--- Start of PROVIDED TEXT ---
I’m getting interested in fiber in my old age. No.
Not that kind of fiber. The other
kind of fiber. You know the one the
commercial talks about. “The Fabric of
our Lives” kind of fiber.
It all started when the Sergeant Major informed me that she was
going to go to a meeting of the nearby “Fiber Guild”. I volunteered to take her and drop her off
while I went to do something more enjoyable.
My “joy” lasted about an hour at Sam’s Club, and I spent another hour
sitting in the parking lot waiting for her.
Who knew that talking about fiber could last that long?
The upshot of this is that she decided we should harvest our
alpaca fleeces. They had to be sheared
for the summer anyway, to ensure their survival in the Oklahoma heat. Why not save and process the fleece into
alpaca yarn? So we began.
After assisting in the shearing process I decided that I
really needed to know more about this fiber stuff. After all, we now had several bags of “raw”
fleece and it didn’t appear that it was going to process itself any time
soon.
So I started reading and researching this whole fiber thing,
and even attended a meeting of the Guild.
I found myself being drawn in by the variety and mystery of fiber.
--- End of PROVIDED TEXT ---
--- Start of PROVIDED DATA ---
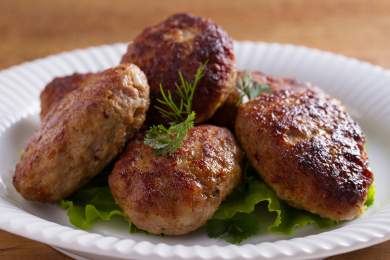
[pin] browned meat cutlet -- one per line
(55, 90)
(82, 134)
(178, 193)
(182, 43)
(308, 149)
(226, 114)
--- End of PROVIDED DATA ---
--- Start of PROVIDED DATA ---
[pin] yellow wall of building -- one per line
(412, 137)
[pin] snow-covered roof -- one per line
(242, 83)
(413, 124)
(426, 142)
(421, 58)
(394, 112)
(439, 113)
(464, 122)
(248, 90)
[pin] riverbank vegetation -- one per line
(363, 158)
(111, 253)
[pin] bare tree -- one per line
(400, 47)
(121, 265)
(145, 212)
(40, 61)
--- End of PROVIDED DATA ---
--- Start of PROVIDED DATA ---
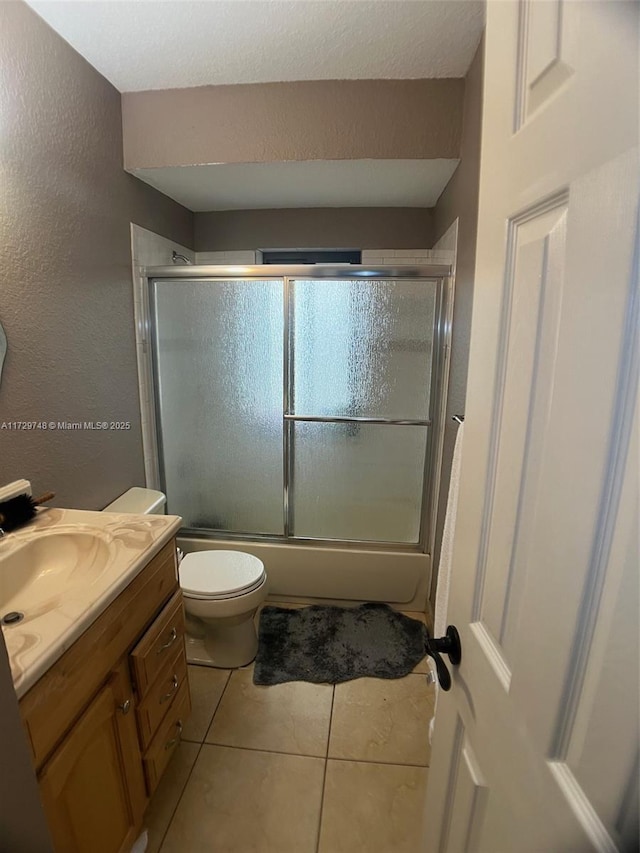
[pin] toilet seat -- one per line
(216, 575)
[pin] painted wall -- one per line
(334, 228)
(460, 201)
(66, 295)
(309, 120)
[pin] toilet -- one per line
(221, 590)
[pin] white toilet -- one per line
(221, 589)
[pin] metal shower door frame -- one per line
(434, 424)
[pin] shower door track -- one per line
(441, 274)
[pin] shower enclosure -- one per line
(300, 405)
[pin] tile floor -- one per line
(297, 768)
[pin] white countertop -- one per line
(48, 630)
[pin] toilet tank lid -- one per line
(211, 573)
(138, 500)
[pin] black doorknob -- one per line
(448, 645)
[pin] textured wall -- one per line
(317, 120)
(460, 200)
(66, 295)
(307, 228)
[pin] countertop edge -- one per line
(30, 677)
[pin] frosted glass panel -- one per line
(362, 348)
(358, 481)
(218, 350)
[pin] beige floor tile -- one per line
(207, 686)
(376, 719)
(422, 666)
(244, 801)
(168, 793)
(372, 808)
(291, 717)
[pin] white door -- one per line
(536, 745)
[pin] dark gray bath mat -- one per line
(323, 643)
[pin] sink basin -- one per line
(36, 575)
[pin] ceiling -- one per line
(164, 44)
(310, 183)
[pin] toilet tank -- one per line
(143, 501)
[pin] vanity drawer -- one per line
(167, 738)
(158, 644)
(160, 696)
--- End of PROVIDED DATA ---
## JOB 1
According to the fiber post, why did the alpacas have to be sheared for the summer?
## JOB 2
Pick up the fiber post after its last sentence and carry it on in the same voice.
The recorded lines are separate material and have no connection to the fiber post.

## EXPECTED ANSWER 1
To ensure their survival in the Oklahoma heat.

## EXPECTED ANSWER 2
I remembered from reading history that the early colonists
made a lot of their clothing from “linsey woolsey”. I knew that wool and flax were involved, but
I didn’t really know how. I decided to
begin there.
First, I learned it combines two kinds of fibers—plant and
animal. The linen fibers are made from
flax, and in this combination they are the “warp”. They form the vertical fibers, while the wool—animal
fibers—are the “weft”, or horizontal fibers, on the loom. Force enough of these fibers together under
the tension created by a loom, and voila, you have fabric. Now it can be cut into shapes and sewn
together to make clothes. It is durable, warm, and inexpensive, even if coarse,
and not very chic.
It was starting to click for me. Now, everywhere I went I was discovering that
our world is awash in fabric. All of my
clothes of course. But also the carpet,
the seats in my car, the tarps in the barn, the sheets on the bed, the towels
in the bath, the curtains on the window.
Dang! Fabric is everywhere, and
for 64 years I hadn’t bothered to notice.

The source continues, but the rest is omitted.